→ WHAT IS BEING ASKED: Copy the lines of the material from the one containing "of the couple" through the end, substituting "pair of people sitting" for "couple sitting" and leaving everything else unchanged.

→ Dataset rows showing where objects appear:
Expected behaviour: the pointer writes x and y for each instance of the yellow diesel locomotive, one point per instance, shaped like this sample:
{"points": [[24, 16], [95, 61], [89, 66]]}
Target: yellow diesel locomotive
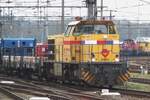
{"points": [[87, 53]]}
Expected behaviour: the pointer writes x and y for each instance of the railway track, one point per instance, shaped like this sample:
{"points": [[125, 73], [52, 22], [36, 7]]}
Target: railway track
{"points": [[11, 94], [67, 92], [51, 92], [140, 80], [133, 92]]}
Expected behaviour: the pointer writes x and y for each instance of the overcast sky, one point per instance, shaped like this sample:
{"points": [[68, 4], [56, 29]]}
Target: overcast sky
{"points": [[125, 9]]}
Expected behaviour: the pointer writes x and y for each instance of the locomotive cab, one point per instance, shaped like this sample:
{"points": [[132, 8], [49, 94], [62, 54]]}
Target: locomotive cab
{"points": [[88, 52], [95, 40]]}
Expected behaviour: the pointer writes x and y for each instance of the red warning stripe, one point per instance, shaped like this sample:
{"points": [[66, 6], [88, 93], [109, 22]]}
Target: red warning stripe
{"points": [[71, 42]]}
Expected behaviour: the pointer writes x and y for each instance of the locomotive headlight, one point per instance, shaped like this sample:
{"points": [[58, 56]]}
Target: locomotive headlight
{"points": [[117, 58], [93, 57]]}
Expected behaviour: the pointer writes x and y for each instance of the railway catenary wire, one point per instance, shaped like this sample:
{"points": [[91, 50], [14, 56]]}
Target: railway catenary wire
{"points": [[47, 92]]}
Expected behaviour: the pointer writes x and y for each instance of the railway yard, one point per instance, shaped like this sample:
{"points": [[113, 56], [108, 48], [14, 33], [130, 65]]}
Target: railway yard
{"points": [[18, 89], [137, 88], [74, 50]]}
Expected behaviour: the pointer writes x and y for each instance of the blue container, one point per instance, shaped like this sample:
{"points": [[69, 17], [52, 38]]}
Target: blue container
{"points": [[18, 46]]}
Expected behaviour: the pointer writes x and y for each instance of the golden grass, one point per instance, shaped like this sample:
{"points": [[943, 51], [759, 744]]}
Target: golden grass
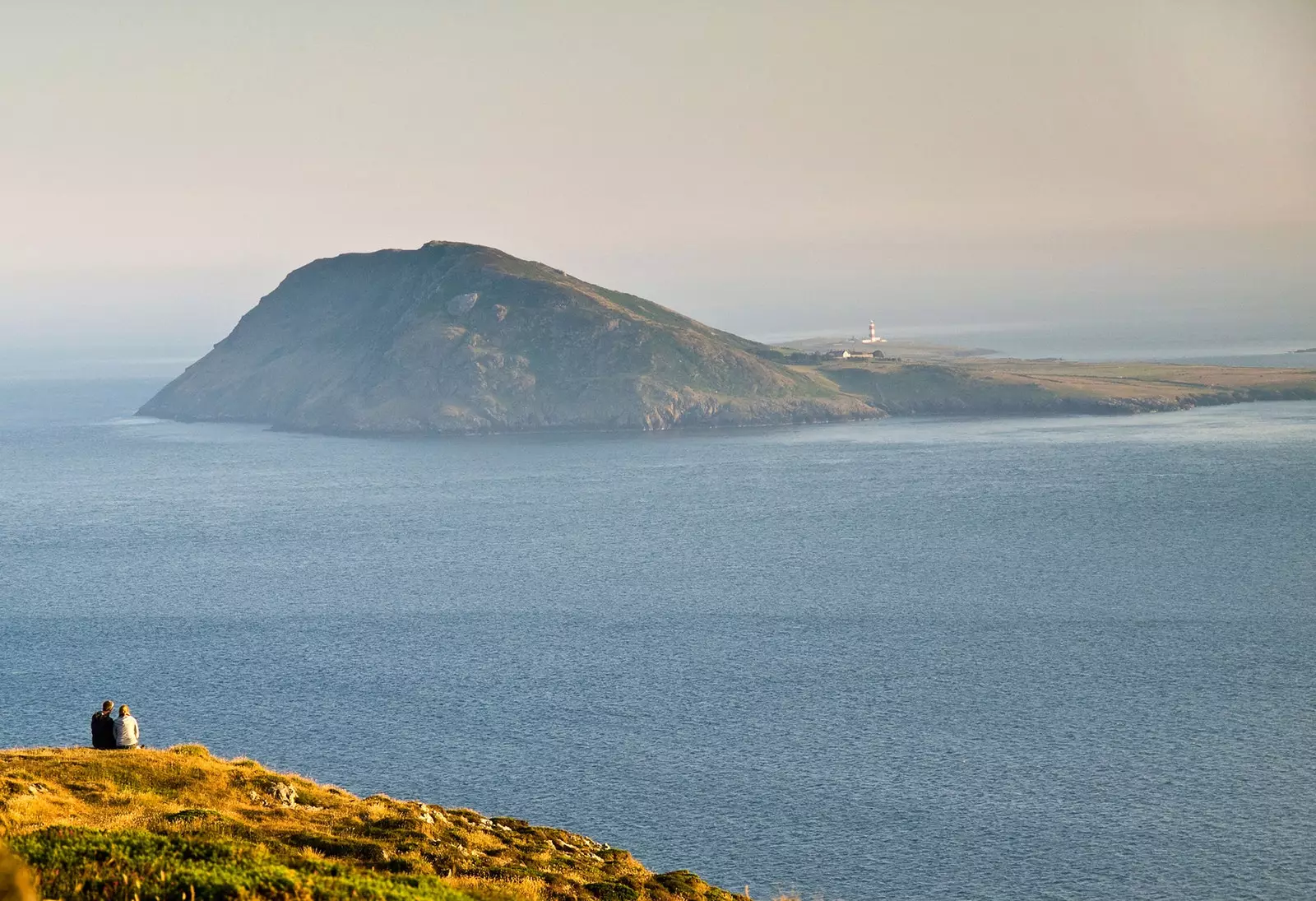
{"points": [[188, 792]]}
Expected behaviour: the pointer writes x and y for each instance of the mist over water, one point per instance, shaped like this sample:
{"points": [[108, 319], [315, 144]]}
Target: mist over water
{"points": [[993, 659]]}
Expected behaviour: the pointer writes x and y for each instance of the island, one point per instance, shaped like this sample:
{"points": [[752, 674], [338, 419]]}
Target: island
{"points": [[182, 824], [460, 337]]}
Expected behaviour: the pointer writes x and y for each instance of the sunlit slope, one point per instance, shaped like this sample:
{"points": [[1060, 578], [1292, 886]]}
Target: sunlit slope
{"points": [[175, 824], [458, 337], [1032, 388]]}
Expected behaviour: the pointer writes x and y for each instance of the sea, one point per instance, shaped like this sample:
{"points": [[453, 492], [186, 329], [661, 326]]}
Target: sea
{"points": [[1050, 657]]}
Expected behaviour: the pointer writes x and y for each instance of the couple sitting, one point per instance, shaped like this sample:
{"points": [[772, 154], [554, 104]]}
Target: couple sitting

→ ANSWER TO THIS EXERCISE:
Expected behaviour: the pointer writes x and y for each instance of the pair of people sitting, one point per instance, shaped like this sample:
{"points": [[772, 154], [554, 104]]}
Target: pair of people sitting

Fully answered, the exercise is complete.